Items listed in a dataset

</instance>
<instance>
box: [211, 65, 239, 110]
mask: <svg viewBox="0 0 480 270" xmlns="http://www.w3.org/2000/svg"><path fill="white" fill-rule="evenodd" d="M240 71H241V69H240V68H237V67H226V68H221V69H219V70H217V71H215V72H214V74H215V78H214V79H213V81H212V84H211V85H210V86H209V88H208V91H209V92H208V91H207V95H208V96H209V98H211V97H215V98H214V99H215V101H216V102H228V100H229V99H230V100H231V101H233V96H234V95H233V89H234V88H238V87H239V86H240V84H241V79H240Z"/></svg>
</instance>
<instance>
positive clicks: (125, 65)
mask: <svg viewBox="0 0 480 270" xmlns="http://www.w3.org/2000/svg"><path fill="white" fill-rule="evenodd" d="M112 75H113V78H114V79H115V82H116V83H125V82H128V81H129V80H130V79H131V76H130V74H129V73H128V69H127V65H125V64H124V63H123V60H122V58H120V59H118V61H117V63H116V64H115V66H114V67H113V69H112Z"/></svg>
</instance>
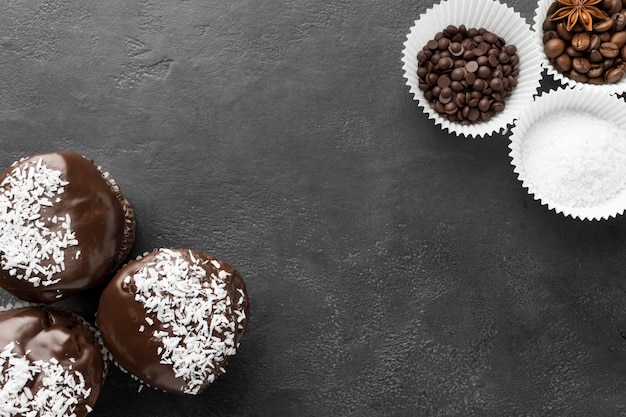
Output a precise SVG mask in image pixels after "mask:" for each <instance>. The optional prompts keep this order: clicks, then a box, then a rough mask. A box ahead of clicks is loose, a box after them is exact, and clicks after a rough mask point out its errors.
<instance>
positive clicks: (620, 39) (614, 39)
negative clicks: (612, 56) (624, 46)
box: [609, 31, 626, 48]
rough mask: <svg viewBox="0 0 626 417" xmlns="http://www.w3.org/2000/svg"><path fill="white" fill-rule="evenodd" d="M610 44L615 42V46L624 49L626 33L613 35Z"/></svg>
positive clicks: (615, 32)
mask: <svg viewBox="0 0 626 417" xmlns="http://www.w3.org/2000/svg"><path fill="white" fill-rule="evenodd" d="M609 42H613V43H614V44H615V45H617V47H618V48H622V47H623V46H624V45H626V32H625V31H620V32H615V33H614V34H613V35H611V39H610V41H609Z"/></svg>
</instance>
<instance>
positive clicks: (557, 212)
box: [509, 88, 626, 220]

§ **WORK ITEM**
Retype each entry exactly. No pictures.

§ **WRITTEN SOLUTION**
</instance>
<instance>
box: [211, 65, 239, 110]
mask: <svg viewBox="0 0 480 270" xmlns="http://www.w3.org/2000/svg"><path fill="white" fill-rule="evenodd" d="M240 71H241V69H240V68H237V67H226V68H221V69H219V70H217V71H215V72H214V74H215V78H214V79H213V81H212V84H211V85H210V86H209V88H208V91H209V92H208V91H207V95H208V96H209V98H211V97H215V98H214V99H215V101H216V102H228V100H229V99H230V100H231V101H233V96H234V95H233V89H234V88H238V87H239V86H240V84H241V79H240Z"/></svg>
</instance>
<instance>
positive clicks: (125, 65)
mask: <svg viewBox="0 0 480 270" xmlns="http://www.w3.org/2000/svg"><path fill="white" fill-rule="evenodd" d="M112 75H113V78H114V79H115V82H116V83H125V82H128V81H129V80H130V79H131V76H130V74H129V73H128V69H127V65H125V64H124V63H123V60H122V58H120V59H118V61H117V63H116V64H115V66H114V67H113V69H112Z"/></svg>
</instance>
Output a precise SVG mask in image pixels after "mask:" for each <instance>. The optional prompts keep this order: clicks, then a box, then a rough mask. A box ahead of clicks is loose, a box after them is exact, and clicks after a rough mask point out its errors.
<instance>
positive clicks: (620, 39) (614, 39)
negative clicks: (612, 56) (624, 46)
box: [609, 31, 626, 48]
rough mask: <svg viewBox="0 0 626 417" xmlns="http://www.w3.org/2000/svg"><path fill="white" fill-rule="evenodd" d="M610 44L615 42V46L624 49L626 33L613 35Z"/></svg>
positive clicks: (615, 32)
mask: <svg viewBox="0 0 626 417" xmlns="http://www.w3.org/2000/svg"><path fill="white" fill-rule="evenodd" d="M609 42H613V43H614V44H615V45H617V47H618V48H622V47H623V46H624V45H626V32H625V31H620V32H615V33H614V34H613V35H611V39H610V41H609Z"/></svg>
</instance>
<instance>
positive clicks: (557, 212)
box: [509, 88, 626, 220]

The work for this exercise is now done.